• _TEXT_
Protesters, demonstrators and activists gather in front of the U.S. Supreme Court on Dec. 1, 2021, as the justices hear arguments in Dobbs v. Jackson Women’s Health, a case about a Mississippi law that bans most abortions after 15 weeks. (Photo by Olivier Douliery/AFP via Getty Images.)

The Supreme Court of the United States heard oral arguments Wednesday in a case seeking to overturn lower court rulings against Mississippi’s restrictive abortion law. The case, Dobbs v. Jackson Women’s Health Organization, examines whether Mississippi’s law, which bans most abortions after 15 weeks of pregnancy, conflicts with rules set out in Roe v. Wade and Planned Parenthood v. Casey. Mississippi’s solicitor general argued that those longstanding precedents should be overturned.

Under Roe and Casey, states can not constitutionally place an “undue burden” on a woman’s ability to choose an abortion prior to the time a pregnancy is sustainable outside the womb — the point of “viability.” Mississippi now argues that it’s time for SCOTUS to change those rules.

Attorney Julie K. Rikelman argued on behalf of the Jackson Women’s Health Organization. She asked the justices to uphold the lower courts’ rulings against the abortion ban.

• _RECORDS_
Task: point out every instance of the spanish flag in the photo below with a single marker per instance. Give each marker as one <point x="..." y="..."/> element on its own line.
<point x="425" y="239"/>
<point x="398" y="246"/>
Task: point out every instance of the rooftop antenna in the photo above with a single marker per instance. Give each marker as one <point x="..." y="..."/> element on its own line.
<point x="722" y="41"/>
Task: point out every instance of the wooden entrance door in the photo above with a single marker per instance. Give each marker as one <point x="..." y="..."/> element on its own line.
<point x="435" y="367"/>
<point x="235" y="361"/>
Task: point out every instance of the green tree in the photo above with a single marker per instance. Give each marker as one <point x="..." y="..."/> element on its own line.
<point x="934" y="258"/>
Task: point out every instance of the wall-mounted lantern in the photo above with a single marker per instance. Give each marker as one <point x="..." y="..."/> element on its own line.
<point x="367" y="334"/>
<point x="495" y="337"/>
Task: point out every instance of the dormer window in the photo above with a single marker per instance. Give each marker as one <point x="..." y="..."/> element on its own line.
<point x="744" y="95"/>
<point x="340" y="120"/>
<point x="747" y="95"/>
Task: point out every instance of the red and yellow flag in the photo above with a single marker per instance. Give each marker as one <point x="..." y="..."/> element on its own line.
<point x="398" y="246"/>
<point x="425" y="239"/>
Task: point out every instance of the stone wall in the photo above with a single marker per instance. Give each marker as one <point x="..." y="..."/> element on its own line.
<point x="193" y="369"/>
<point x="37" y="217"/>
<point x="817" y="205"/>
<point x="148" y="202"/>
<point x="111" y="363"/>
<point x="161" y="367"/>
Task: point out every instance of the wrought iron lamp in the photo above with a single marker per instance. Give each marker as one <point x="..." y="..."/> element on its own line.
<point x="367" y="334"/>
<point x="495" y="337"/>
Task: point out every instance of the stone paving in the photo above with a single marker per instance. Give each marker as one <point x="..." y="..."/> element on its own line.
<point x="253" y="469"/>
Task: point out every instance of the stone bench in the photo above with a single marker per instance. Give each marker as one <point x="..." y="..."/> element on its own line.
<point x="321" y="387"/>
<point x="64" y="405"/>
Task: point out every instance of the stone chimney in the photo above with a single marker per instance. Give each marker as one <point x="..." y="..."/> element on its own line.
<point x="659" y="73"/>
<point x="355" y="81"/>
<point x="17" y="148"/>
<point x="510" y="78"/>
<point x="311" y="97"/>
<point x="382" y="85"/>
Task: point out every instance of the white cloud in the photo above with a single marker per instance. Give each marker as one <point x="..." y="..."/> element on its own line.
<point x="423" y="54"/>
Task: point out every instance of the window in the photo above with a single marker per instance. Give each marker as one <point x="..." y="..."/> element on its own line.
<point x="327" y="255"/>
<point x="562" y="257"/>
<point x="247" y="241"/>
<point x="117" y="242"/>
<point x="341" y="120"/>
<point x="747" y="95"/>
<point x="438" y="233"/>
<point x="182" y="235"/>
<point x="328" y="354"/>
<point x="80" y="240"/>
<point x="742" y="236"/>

• _WORK REQUEST_
Return everything in the Dobbs article above from "Protesters, demonstrators and" down to "should be overturned.", copied word for word.

• _RESULT_
Protesters, demonstrators and activists gather in front of the U.S. Supreme Court on Dec. 1, 2021, as the justices hear arguments in Dobbs v. Jackson Women’s Health, a case about a Mississippi law that bans most abortions after 15 weeks. (Photo by Olivier Douliery/AFP via Getty Images.)

The Supreme Court of the United States heard oral arguments Wednesday in a case seeking to overturn lower court rulings against Mississippi’s restrictive abortion law. The case, Dobbs v. Jackson Women’s Health Organization, examines whether Mississippi’s law, which bans most abortions after 15 weeks of pregnancy, conflicts with rules set out in Roe v. Wade and Planned Parenthood v. Casey. Mississippi’s solicitor general argued that those longstanding precedents should be overturned.